PROVIDED TEXT –
- - - -

Students greet budget plan with chorus of disapproval

Instrumental music students plan to greet Lawrence school board members tonight at a decisive budget meeting with deafening notes of alarm: Don’t cut sixth-grade orchestra and band programs.

“We have kids who want to play in the lobby,” said Sondra Mosley, who teaches orchestra at four elementary schools and Central Junior High School.

Their show of solidarity will be for benefit of the seven-member board, which will consider a plan that cuts $4 million from the district’s $85.8 million budget and raises nearly $1 million in fee increases. The $5 million package is designed to help the district balance the budget and have money left over to raise teacher salaries, even if the 2002 Legislature cuts state appropriations to public school districts.

On the first page of the budget blueprint, fourth item from the top, is the proposal to eliminate sixth-grade band and orchestra programs to save $245,000. The equivalent of six jobs would be lost.

- - - -

MATERIAL SUPPLIED –
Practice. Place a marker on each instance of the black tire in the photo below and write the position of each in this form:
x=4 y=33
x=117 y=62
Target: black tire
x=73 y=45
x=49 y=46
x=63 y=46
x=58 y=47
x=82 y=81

- - - -

EXERCISE 1 –
List every dollar amount given in the article about the Lawrence school budget.
EXERCISE 2 –
Carry on the article about the Lawrence school budget, starting after its last sentence.

RESPONSE 1 –
$4 million, $85.8 million, nearly $1 million, $5 million, $245,000

RESPONSE 2 –
Mosley would be among teachers affected by that move, but it’s the students she worries about most.

“Our students will obviously have one year less experience,” she said.

‘Butting heads’

Representatives of other programs scheduled to share the pain  nursing, athletics, special education, gifted, library, foreign language, cheerleading, guidance  also are expected to attend the public meeting to express displeasure about cuts that hurt their constituencies.

“We’re down to the point in the district when the inevitable will happen,” said Supt. Randy Weseman. “It’s inevitable … people will be butting heads.”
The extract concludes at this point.